INSTRUCTIONS FOR THE TASK> How many lines of the data below contain the string "instance", with case counting? Give only the number.

DATA SUPPLIED>
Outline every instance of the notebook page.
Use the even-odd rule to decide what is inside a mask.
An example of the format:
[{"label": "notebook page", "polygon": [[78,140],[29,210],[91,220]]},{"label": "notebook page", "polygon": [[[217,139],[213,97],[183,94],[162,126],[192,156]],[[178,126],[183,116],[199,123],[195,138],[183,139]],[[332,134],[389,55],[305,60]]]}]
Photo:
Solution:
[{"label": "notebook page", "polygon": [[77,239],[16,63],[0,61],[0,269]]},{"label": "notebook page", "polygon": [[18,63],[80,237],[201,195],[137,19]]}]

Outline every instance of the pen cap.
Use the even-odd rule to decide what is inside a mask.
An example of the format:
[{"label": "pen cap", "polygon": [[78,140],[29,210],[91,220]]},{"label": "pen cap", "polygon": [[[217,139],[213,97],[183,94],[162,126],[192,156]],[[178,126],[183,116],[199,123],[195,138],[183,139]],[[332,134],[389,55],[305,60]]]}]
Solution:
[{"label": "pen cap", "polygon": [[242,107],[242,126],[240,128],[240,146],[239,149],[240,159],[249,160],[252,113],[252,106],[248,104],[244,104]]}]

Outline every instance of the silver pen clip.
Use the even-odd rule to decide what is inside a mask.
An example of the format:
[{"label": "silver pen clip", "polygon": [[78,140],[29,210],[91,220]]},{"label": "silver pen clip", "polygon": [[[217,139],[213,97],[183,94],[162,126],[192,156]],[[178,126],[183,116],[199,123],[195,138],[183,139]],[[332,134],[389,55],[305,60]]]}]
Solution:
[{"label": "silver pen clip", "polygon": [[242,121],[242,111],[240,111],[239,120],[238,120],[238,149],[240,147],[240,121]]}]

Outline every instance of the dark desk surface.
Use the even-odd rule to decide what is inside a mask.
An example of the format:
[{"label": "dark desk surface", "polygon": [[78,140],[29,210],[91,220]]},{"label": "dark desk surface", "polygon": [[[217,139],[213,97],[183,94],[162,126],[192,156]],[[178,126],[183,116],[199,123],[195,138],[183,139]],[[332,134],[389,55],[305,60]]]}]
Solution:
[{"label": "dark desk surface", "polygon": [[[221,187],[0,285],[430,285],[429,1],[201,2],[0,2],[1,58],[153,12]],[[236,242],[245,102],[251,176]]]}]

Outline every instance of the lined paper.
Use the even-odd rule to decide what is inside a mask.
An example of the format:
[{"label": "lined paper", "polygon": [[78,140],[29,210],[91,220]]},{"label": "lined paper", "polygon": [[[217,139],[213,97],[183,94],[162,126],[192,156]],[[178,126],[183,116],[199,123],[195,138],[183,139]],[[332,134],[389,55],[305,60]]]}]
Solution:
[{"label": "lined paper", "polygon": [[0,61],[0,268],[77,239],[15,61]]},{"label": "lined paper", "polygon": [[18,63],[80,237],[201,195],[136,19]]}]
* * *
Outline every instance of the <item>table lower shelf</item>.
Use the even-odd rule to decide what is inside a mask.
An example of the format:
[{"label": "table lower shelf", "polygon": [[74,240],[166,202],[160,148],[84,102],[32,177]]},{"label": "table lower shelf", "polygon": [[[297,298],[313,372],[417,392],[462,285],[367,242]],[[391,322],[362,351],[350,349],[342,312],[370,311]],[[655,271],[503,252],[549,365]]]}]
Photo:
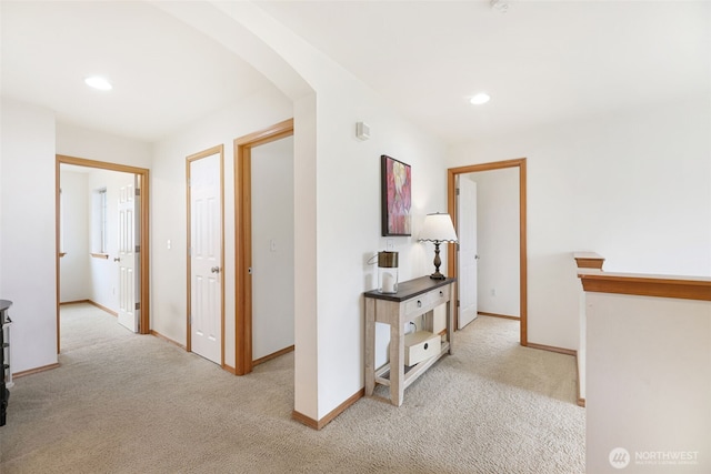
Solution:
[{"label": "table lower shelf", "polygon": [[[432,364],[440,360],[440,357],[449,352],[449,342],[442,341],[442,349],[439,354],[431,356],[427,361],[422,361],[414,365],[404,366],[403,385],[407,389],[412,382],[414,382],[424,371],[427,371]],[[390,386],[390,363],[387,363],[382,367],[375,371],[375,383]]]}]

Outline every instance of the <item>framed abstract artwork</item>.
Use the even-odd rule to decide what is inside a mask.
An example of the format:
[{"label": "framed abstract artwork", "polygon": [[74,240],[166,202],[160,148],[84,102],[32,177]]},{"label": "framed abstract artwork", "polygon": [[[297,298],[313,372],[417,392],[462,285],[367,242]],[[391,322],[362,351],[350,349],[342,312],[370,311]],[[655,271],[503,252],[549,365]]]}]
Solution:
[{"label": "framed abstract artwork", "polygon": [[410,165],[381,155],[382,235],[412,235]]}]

FINISHED ANSWER> 7